DATA TO USE -
---------------

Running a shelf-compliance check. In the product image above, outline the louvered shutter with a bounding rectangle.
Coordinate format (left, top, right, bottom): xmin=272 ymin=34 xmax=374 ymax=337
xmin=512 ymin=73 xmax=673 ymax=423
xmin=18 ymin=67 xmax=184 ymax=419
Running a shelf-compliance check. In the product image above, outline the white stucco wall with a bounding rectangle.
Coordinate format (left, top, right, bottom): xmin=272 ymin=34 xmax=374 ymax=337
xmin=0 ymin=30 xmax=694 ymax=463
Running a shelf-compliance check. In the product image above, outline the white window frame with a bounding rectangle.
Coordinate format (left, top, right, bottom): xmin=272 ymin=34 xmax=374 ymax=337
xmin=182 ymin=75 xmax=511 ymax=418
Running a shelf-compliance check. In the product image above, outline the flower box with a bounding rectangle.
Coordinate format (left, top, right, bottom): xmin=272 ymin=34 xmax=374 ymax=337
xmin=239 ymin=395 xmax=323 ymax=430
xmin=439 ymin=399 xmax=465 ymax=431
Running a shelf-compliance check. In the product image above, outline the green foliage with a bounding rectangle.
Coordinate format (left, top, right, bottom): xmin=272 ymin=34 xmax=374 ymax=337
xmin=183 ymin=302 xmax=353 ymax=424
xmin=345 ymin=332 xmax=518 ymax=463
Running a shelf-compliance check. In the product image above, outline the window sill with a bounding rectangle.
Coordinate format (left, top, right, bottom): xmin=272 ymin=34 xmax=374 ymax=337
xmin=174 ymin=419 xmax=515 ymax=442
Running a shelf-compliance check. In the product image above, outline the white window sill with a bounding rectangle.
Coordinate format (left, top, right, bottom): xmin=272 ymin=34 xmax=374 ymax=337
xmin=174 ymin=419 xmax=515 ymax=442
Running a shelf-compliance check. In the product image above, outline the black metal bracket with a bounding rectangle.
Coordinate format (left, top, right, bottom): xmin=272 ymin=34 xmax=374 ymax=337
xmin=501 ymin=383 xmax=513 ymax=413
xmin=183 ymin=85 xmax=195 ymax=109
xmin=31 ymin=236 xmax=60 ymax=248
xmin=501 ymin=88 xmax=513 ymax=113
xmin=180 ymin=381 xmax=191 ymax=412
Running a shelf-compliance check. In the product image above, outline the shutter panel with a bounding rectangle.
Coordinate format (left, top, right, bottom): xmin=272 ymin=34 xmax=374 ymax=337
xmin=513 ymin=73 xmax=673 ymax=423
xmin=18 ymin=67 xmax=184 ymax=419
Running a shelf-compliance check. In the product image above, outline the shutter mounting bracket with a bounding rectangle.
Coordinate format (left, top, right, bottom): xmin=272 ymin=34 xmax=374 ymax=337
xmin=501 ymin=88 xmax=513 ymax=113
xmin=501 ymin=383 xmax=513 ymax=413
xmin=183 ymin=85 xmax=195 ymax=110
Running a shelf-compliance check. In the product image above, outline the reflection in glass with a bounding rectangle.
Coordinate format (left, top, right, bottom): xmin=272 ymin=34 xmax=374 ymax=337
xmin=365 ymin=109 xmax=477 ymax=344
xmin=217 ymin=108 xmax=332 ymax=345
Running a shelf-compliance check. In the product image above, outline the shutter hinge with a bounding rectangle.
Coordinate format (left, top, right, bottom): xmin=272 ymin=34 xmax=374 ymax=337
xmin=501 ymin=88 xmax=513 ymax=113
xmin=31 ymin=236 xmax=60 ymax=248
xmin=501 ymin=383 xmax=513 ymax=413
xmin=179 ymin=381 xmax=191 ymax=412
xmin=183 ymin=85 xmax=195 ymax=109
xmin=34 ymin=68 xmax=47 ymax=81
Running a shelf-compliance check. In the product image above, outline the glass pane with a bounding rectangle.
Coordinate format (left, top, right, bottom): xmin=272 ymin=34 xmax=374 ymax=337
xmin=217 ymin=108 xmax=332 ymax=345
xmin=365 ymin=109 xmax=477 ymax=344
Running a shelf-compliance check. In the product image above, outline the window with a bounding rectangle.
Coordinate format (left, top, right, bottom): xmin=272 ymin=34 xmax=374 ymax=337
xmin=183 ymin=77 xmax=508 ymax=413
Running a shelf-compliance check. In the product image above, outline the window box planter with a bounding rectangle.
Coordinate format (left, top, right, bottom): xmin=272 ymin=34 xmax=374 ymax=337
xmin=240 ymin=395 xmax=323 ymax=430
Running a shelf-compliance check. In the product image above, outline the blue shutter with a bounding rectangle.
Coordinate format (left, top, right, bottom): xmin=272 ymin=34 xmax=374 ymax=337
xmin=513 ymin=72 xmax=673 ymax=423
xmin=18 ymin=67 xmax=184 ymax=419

---------------

PROBLEM DETAILS -
Rewrite every line, starting with the line with "metal bracket with a bounding rectangle." and going on through the line with "xmin=180 ymin=381 xmax=191 ymax=412". Add -62 to each coordinate in the lines that hold only box coordinates, and keep all other wording and the format sample as they are.

ANSWER FOR THIS EXERCISE -
Running a shelf-compliance check. In the product image above, outline the black metal bracket with a bounding rectangle.
Coordinate format (left, top, right, bottom): xmin=272 ymin=34 xmax=374 ymax=337
xmin=439 ymin=321 xmax=451 ymax=351
xmin=121 ymin=23 xmax=133 ymax=47
xmin=-31 ymin=174 xmax=-2 ymax=186
xmin=439 ymin=26 xmax=451 ymax=51
xmin=118 ymin=319 xmax=129 ymax=350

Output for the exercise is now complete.